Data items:
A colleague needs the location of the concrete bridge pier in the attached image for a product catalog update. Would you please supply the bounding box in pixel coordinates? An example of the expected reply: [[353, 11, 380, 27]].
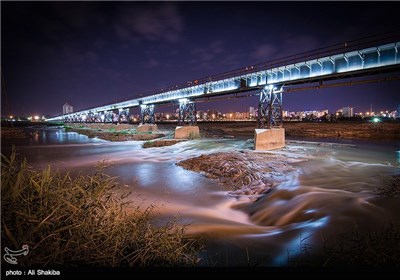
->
[[254, 128, 285, 150], [137, 123, 158, 132], [174, 126, 200, 139], [254, 85, 285, 150]]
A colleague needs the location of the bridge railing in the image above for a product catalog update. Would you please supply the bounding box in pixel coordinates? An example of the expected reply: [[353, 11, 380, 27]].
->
[[197, 30, 400, 82]]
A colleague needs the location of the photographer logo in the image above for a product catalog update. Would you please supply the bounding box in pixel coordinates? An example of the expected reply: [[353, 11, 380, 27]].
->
[[3, 245, 29, 265]]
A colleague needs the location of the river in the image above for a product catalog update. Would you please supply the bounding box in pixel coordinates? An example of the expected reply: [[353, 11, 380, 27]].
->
[[2, 126, 399, 267]]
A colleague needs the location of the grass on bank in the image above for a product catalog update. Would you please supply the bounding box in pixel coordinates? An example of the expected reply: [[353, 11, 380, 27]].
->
[[1, 149, 200, 267], [321, 223, 400, 267], [286, 222, 400, 268]]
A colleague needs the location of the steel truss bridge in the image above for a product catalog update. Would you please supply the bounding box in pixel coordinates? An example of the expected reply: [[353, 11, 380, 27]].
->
[[47, 32, 400, 128]]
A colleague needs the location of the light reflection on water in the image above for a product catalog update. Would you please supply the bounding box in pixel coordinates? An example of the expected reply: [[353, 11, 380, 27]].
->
[[2, 127, 399, 266]]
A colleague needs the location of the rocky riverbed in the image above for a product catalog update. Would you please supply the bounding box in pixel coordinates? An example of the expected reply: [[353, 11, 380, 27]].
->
[[177, 148, 309, 200]]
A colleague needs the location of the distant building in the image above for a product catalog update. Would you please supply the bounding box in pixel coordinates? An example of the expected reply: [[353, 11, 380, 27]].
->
[[63, 103, 73, 115], [207, 109, 219, 120], [340, 106, 354, 118], [197, 110, 207, 120], [249, 106, 255, 118]]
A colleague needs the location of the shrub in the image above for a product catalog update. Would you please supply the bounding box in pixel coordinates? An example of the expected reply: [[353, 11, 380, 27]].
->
[[142, 141, 156, 148]]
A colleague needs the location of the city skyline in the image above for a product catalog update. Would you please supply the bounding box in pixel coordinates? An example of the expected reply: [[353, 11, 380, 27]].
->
[[2, 1, 400, 117]]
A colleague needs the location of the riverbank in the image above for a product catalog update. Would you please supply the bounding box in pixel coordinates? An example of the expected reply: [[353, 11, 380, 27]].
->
[[66, 121, 400, 140], [198, 121, 400, 140], [3, 121, 398, 143], [0, 127, 29, 139]]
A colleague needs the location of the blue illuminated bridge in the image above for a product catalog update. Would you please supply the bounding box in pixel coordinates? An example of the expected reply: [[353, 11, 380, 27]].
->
[[47, 32, 400, 128]]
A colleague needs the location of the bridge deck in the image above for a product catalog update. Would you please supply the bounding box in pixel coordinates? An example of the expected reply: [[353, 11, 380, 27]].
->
[[47, 33, 400, 121]]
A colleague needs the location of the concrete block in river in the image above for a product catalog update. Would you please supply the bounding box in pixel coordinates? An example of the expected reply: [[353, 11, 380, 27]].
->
[[174, 126, 200, 139], [137, 124, 158, 132], [254, 128, 285, 150]]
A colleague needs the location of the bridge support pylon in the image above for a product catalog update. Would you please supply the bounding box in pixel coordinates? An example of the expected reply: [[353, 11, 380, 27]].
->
[[139, 104, 158, 132], [255, 85, 285, 150], [118, 108, 130, 123], [175, 99, 200, 139], [178, 99, 197, 126]]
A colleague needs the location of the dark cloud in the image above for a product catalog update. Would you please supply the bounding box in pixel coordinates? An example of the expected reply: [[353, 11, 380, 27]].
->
[[187, 40, 247, 71], [283, 35, 320, 55], [114, 3, 184, 43], [251, 44, 277, 61], [62, 48, 99, 66], [189, 40, 224, 68], [144, 58, 161, 69]]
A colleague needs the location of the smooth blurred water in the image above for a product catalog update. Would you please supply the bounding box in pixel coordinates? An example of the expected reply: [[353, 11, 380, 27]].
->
[[2, 127, 399, 266]]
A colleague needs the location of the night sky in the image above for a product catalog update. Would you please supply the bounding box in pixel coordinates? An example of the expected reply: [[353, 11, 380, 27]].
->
[[2, 1, 400, 118]]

§ Aim of the exercise: Set out exactly the lines from the one bearing "A colleague needs the location of the night" through the end of the data, including both ends and omitting all others.

§ Answer:
A colleague needs the location of the night sky in the image above for a product catalog update. Would you please supply the bounding box in pixel coordinates? An example of the expected reply: [[353, 11, 380, 27]].
->
[[2, 1, 400, 118]]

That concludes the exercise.